▸ Texte extrait:

------------

De la théorie à la pratique
S'il est de plus en plus reconnu que la participation des enfants est souhaitable, que les enfants peuvent être en capacité de comprendre et d’agir et que la communication directe entre le professionnel de santé et l'enfant est bénéfique, en pratique les adultes ont encore souvent tendance à ne pas associer les enfants aux décisions relatives à leur santé (ou à ne pas tenir compte de leur point de vue).
Il a par exemple été observé que, lors des consultations pédiatriques, les professionnels de santé font souvent participer les enfants en leur posant des questions dans le but d’obtenir des informations, mais se tournent ensuite vers les parents lorsqu'ils expliquent le diagnostic ; lors de ces consultations, les enfants participent rarement à la planification du traitement et à la discussion portant sur celui-ci, et ce quel que soit leur âge . Si le professionnel de santé est en train de parler avec l’enfant et qu'il est interrompu par le parent, la consultation peut se transformer en conversation entre adultes. Par conséquent, les adultes occupent souvent une place prépondérante et exercent un contrôle dans ce processus .

------------

▸ Données de l'exercice:
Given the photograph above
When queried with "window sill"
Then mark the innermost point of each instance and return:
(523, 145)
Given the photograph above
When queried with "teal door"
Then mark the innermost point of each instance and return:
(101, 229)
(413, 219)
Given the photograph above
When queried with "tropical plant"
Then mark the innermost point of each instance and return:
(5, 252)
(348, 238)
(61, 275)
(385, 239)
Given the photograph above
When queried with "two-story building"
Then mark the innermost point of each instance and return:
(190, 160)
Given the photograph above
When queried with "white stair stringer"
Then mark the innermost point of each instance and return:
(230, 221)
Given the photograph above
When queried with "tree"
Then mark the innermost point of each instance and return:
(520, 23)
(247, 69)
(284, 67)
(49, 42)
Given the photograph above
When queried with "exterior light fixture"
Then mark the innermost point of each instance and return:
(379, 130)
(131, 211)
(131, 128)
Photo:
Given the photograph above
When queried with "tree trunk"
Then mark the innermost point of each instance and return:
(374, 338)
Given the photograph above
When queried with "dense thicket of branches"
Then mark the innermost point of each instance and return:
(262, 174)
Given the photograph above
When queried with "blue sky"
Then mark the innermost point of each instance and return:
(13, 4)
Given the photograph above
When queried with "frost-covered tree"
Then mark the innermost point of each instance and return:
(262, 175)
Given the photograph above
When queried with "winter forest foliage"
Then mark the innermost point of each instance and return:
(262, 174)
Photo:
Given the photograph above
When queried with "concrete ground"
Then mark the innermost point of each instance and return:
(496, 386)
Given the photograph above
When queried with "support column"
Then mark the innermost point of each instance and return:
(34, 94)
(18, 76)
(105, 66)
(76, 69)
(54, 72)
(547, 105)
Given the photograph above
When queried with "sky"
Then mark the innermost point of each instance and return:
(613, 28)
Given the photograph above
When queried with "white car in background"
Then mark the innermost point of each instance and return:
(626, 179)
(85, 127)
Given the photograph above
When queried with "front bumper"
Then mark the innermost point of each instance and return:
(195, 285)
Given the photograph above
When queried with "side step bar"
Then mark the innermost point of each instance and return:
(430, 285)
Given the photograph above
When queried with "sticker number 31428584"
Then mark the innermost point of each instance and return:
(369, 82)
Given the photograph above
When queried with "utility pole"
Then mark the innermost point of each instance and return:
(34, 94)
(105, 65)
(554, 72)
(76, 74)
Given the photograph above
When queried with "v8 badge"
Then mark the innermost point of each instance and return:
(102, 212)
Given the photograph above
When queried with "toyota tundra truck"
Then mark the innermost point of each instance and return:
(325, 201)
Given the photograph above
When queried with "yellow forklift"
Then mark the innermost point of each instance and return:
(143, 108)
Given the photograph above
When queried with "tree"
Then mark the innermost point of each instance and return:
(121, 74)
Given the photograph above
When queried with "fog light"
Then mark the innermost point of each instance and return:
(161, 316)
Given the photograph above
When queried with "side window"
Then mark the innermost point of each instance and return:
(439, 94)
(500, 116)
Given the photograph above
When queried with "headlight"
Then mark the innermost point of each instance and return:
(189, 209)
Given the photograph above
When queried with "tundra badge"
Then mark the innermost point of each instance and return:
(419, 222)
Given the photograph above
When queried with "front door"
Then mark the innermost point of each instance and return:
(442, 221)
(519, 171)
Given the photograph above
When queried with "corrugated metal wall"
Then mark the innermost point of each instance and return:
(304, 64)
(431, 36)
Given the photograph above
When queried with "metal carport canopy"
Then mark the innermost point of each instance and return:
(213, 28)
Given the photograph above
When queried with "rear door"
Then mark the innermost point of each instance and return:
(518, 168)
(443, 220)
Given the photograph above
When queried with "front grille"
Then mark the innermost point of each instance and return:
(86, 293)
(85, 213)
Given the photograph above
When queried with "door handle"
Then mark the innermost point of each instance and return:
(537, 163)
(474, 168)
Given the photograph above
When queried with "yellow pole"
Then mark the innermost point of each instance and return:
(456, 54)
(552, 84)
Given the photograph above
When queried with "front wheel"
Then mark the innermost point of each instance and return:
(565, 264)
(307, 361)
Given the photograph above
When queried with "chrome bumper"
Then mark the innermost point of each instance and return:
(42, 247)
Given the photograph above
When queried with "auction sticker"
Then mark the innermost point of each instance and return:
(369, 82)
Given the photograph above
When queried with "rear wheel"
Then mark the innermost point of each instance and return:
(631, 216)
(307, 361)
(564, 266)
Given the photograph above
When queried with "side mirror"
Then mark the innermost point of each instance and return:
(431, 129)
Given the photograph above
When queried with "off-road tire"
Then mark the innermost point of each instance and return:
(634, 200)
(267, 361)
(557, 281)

------------

▸ À faire:
a. Reproduisez, dans le texte sur la participation des enfants, le passage qui s'ouvre sur les mots contenant « De la théorie » et se ferme sur « point de vue). ».
b. D'après le texte sur la participation des enfants, vers qui les professionnels de santé se tournent-ils pour expliquer le diagnostic lors des consultations pédiatriques ?

▸ Réponses par tâche:
a.
De la théorie à la pratique
S'il est de plus en plus reconnu que la participation des enfants est souhaitable, que les enfants peuvent être en capacité de comprendre et d’agir et que la communication directe entre le professionnel de santé et l'enfant est bénéfique, en pratique les adultes ont encore souvent tendance à ne pas associer les enfants aux décisions relatives à leur santé (ou à ne pas tenir compte de leur point de vue).

b. Vers les parents.